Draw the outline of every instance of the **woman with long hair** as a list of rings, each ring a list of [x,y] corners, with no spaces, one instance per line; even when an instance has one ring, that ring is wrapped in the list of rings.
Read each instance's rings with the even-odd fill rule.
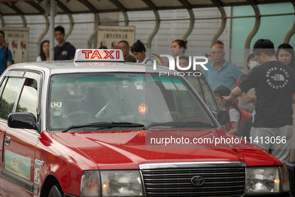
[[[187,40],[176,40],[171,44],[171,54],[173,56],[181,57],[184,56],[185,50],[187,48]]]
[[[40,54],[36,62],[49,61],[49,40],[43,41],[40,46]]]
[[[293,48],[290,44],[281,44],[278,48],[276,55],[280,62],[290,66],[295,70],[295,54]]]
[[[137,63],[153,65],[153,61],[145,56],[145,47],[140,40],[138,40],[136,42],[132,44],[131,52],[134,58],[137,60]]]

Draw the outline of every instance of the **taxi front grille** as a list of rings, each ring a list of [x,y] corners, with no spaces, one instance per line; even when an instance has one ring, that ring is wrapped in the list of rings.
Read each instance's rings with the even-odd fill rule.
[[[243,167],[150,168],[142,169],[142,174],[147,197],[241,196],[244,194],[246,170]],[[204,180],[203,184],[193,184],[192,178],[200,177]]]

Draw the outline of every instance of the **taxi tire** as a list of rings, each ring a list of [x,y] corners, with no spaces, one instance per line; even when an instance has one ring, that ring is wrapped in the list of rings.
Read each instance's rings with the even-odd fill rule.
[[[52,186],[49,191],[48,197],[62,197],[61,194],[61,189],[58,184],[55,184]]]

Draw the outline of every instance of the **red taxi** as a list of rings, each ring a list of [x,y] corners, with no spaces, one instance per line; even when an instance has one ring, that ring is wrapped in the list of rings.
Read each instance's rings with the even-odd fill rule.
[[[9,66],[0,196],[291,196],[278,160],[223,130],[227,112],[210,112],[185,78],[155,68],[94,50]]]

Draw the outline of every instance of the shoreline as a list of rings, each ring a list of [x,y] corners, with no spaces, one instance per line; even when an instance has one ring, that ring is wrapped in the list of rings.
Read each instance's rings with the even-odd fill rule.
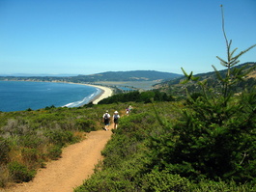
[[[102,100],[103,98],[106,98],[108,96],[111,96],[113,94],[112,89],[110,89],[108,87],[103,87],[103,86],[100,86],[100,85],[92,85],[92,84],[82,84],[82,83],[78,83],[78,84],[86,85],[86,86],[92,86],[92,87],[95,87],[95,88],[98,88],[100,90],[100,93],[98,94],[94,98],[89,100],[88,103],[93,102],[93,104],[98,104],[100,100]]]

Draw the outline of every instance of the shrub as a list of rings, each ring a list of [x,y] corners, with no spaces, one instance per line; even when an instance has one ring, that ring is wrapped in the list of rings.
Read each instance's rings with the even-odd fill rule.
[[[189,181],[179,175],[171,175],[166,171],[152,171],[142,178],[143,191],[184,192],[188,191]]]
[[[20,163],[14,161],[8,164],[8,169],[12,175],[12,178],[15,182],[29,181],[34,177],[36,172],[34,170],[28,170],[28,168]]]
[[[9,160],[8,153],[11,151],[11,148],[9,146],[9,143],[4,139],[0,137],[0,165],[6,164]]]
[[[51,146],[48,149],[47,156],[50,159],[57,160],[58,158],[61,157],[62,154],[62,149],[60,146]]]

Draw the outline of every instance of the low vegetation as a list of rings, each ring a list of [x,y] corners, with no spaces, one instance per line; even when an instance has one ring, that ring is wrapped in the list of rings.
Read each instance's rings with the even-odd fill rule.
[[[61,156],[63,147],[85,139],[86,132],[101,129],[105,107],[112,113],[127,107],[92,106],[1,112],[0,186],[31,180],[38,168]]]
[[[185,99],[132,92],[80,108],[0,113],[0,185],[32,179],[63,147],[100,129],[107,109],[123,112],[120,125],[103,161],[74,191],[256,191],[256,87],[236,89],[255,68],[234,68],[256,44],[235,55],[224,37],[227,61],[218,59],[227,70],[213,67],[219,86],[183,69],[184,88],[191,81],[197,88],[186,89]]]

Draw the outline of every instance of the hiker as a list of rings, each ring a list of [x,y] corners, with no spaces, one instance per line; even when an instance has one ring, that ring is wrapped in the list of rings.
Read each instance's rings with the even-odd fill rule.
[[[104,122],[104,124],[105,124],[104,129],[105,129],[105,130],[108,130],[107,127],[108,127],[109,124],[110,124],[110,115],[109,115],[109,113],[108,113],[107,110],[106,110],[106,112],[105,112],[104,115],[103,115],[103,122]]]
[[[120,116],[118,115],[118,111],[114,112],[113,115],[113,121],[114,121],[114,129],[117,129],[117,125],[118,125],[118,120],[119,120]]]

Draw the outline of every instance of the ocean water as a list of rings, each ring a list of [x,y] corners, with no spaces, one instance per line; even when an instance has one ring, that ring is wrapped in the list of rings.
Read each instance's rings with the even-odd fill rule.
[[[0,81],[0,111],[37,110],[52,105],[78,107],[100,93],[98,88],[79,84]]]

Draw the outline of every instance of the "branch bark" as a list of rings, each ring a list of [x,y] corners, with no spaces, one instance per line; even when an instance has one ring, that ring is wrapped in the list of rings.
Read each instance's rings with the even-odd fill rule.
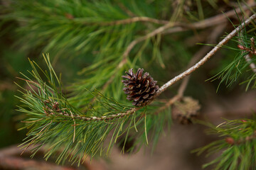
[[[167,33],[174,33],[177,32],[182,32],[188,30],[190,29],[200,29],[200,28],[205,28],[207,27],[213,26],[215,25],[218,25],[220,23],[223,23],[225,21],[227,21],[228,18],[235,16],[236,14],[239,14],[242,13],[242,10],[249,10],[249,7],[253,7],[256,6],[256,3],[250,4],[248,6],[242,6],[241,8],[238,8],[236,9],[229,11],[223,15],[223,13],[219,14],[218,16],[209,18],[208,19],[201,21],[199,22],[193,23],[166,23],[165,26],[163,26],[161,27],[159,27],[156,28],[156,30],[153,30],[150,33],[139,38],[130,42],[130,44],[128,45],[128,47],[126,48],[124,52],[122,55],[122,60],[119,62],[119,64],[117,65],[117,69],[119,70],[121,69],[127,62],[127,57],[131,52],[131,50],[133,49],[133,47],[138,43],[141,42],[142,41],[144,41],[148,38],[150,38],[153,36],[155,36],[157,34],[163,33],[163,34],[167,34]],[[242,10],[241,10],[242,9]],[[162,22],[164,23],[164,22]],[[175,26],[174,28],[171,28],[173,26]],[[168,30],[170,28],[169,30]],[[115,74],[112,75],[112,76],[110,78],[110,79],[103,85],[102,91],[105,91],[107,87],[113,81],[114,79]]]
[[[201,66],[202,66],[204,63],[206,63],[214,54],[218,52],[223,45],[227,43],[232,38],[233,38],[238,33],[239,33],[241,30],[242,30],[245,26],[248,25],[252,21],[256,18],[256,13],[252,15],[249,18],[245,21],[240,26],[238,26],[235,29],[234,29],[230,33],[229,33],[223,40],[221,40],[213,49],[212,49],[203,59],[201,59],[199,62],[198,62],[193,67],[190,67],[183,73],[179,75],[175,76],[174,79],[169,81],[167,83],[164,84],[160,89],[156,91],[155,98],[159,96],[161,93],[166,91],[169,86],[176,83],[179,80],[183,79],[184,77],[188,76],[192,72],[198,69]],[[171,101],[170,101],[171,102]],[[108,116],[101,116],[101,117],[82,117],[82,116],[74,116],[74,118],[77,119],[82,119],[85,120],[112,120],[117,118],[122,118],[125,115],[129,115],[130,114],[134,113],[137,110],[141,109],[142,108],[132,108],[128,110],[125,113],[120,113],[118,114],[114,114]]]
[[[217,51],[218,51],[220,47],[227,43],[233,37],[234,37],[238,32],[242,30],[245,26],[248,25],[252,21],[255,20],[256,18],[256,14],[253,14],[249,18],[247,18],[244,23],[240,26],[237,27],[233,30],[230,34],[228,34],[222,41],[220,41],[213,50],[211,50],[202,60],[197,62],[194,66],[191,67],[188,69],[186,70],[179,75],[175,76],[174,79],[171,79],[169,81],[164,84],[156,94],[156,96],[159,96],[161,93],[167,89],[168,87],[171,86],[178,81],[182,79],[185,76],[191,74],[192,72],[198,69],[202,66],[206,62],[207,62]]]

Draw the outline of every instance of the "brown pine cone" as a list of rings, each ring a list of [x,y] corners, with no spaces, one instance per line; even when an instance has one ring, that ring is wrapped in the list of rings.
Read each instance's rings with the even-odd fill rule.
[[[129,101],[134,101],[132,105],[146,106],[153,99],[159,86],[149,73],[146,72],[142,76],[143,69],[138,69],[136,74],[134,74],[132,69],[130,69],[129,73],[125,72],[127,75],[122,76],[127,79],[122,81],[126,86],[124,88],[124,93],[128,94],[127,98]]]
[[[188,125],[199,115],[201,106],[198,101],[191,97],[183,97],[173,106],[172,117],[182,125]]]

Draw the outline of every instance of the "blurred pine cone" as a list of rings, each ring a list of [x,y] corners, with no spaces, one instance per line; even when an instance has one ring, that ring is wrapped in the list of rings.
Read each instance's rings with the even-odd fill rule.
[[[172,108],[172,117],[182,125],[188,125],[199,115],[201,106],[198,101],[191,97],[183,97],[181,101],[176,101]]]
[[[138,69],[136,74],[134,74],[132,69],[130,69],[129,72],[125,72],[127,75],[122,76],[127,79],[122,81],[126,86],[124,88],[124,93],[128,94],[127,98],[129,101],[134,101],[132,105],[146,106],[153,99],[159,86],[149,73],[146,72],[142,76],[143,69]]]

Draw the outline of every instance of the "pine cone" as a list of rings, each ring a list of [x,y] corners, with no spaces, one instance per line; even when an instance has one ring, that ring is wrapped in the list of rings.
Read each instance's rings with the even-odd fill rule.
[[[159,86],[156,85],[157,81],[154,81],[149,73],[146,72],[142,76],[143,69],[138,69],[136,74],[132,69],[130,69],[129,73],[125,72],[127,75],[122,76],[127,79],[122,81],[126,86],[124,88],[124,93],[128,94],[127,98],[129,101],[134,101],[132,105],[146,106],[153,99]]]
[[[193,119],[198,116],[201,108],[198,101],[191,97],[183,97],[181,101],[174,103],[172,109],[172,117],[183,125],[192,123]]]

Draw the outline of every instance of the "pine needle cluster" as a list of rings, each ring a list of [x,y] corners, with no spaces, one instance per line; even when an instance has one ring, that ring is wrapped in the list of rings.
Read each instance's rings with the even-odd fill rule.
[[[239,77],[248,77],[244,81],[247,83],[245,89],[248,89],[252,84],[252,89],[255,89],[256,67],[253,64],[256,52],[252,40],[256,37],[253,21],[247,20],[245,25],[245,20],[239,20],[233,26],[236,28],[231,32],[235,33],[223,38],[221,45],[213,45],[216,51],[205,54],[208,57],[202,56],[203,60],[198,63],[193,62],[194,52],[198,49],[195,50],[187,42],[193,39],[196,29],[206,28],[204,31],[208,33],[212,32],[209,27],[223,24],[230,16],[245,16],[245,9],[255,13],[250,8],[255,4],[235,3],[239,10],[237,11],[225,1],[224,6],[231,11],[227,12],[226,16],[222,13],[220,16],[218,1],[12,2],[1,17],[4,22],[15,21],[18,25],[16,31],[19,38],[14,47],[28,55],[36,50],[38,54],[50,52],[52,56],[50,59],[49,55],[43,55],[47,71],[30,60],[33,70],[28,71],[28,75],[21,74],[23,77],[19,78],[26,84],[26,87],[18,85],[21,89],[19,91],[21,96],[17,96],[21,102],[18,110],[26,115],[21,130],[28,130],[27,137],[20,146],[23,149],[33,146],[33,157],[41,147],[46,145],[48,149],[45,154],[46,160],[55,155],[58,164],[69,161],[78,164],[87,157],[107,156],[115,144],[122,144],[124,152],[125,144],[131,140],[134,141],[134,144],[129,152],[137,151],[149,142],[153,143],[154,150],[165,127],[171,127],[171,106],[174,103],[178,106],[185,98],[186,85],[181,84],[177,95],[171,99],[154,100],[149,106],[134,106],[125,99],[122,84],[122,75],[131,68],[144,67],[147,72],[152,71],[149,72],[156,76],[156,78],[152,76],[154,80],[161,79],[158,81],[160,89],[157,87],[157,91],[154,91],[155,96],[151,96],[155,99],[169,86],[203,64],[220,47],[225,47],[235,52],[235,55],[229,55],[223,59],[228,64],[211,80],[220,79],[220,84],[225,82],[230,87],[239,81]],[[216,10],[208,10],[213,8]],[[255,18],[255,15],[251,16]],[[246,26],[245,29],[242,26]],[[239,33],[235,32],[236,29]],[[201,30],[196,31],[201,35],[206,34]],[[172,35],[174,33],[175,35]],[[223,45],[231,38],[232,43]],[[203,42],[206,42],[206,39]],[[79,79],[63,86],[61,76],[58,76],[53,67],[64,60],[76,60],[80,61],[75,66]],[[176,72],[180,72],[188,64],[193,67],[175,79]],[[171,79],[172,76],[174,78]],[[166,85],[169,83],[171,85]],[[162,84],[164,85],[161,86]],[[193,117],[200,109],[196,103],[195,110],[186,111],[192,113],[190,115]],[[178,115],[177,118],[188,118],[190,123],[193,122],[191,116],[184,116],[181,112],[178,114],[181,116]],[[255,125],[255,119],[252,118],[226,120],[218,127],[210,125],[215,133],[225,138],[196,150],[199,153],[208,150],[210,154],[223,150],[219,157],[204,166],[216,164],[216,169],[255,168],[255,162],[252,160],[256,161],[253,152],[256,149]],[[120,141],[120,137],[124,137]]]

---

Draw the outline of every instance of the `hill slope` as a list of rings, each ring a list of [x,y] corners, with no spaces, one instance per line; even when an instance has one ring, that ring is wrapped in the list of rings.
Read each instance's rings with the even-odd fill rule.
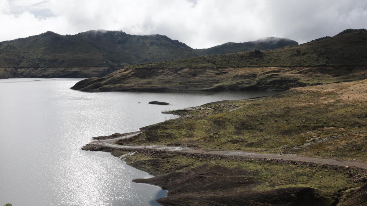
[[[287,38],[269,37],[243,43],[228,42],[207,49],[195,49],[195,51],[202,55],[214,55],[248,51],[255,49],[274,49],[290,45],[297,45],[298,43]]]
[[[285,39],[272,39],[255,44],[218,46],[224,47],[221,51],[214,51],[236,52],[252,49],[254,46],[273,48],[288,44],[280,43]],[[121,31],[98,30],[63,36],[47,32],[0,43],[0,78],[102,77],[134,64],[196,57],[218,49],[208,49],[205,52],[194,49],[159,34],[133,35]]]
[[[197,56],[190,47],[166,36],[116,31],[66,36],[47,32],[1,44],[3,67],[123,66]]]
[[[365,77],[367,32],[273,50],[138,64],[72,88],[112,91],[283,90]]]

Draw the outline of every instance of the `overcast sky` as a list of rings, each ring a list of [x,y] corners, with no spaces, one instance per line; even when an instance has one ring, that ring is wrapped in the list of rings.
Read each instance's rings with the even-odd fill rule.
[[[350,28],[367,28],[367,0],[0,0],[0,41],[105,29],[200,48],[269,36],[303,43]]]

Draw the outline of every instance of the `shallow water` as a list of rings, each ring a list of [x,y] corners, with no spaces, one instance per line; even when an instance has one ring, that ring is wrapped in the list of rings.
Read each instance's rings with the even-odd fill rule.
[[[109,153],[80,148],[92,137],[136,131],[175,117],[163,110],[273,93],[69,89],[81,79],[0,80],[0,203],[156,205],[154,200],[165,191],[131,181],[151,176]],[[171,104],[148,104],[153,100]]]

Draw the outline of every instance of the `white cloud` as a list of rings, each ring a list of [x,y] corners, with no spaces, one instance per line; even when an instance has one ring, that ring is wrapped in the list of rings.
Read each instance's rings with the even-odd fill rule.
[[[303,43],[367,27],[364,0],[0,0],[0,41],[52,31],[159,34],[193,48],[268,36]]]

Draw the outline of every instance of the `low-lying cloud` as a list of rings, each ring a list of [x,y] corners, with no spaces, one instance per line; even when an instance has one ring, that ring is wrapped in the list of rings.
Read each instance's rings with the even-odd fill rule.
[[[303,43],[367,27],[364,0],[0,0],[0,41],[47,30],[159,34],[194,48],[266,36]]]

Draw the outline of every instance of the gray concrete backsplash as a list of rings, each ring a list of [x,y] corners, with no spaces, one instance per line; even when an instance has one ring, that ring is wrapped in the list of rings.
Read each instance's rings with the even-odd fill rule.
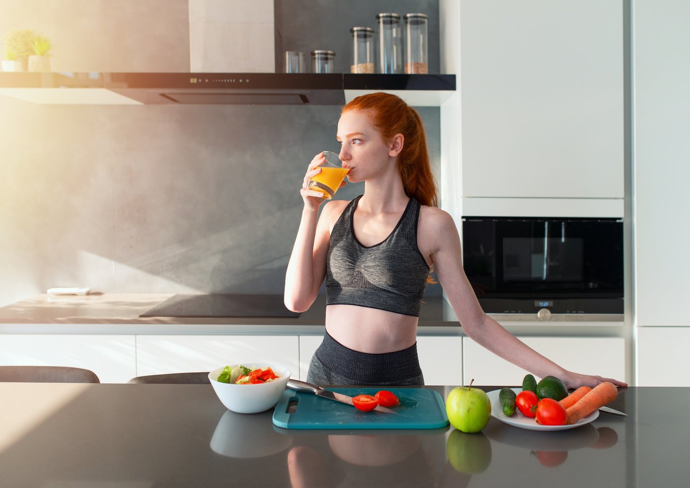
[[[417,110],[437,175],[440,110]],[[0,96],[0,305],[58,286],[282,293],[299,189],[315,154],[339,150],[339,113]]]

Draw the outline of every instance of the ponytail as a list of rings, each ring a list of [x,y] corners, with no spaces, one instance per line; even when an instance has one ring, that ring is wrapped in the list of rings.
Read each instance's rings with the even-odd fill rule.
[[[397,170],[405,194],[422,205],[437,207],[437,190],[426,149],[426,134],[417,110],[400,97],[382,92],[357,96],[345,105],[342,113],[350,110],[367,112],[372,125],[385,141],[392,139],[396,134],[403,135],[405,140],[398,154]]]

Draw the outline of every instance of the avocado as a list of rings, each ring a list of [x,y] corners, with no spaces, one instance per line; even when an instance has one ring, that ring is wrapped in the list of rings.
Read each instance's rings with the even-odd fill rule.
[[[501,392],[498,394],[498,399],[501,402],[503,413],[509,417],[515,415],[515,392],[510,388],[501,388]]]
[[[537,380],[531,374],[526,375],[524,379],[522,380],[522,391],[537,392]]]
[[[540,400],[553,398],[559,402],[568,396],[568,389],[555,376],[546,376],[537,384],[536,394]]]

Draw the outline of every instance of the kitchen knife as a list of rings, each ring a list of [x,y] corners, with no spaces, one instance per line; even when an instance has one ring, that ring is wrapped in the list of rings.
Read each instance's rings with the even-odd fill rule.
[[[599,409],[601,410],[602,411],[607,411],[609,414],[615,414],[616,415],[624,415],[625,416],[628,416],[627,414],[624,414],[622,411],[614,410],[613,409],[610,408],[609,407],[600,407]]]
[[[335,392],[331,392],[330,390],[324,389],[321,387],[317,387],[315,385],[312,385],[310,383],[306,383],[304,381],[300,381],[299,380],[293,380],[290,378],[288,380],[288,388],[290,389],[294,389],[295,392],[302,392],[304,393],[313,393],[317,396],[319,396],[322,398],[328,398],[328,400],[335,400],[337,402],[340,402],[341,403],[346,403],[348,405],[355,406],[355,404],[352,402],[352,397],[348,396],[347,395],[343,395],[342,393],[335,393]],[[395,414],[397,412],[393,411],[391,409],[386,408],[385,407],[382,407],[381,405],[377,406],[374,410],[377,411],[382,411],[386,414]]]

--

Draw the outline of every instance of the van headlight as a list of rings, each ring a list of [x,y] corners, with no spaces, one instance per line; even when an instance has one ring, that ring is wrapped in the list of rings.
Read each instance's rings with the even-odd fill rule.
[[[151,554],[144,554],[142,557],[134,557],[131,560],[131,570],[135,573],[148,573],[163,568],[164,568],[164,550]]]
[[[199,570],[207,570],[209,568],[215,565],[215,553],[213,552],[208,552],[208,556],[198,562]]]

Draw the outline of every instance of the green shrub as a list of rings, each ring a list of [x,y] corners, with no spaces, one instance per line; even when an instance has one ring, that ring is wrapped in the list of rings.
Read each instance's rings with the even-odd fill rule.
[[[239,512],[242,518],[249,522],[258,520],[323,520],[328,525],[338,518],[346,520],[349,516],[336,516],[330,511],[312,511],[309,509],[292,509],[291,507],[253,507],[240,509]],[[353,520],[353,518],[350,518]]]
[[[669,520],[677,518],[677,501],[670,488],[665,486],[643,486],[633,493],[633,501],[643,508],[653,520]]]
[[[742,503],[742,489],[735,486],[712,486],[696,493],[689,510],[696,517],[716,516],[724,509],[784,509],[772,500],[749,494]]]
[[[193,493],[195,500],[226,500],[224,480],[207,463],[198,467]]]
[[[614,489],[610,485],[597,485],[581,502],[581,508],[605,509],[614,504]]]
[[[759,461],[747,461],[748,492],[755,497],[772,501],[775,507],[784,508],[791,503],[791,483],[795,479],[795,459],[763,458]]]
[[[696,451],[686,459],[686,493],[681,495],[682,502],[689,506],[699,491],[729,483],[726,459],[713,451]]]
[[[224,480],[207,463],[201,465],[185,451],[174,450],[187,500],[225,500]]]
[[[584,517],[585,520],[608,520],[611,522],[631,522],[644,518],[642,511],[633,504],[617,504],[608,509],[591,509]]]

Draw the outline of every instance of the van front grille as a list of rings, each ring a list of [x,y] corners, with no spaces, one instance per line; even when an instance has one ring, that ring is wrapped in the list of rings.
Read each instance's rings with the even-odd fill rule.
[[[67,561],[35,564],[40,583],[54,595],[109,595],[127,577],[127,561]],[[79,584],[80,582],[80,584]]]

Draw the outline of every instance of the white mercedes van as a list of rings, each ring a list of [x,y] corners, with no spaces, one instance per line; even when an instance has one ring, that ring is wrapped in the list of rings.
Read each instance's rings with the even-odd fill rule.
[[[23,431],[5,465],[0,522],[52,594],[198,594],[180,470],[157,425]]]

• EXERCISE GOAL
List every line in the records that contains the word "water".

• SOLVED EXERCISE
Draw the outline of every instance of the ocean water as a list of rings, each ring a list of [x,y] corners, with no spaces, one instance per line; even when an instance has one ring, that ring is wrapped in the list of rings.
Draw the outline of every instance of the `shallow water` as a list of rings, each ring a list of [x,y] corners, with no spaces, one instance per line; even when an instance has one ring, that ring is wrapped in the list of rings.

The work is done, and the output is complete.